Output the line containing "Where can you find the pearl" and all subsequent lines of the listing below, copied exactly, with no other lines.

THE INPUT Block Start

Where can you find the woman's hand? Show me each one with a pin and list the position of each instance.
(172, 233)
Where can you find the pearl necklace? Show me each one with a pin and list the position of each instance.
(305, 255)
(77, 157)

THE INPUT Block End

RESPONSE TO THE TASK -
Where can you find the pearl necklace? Show me each one with a pin and list the position of each instance.
(305, 255)
(77, 157)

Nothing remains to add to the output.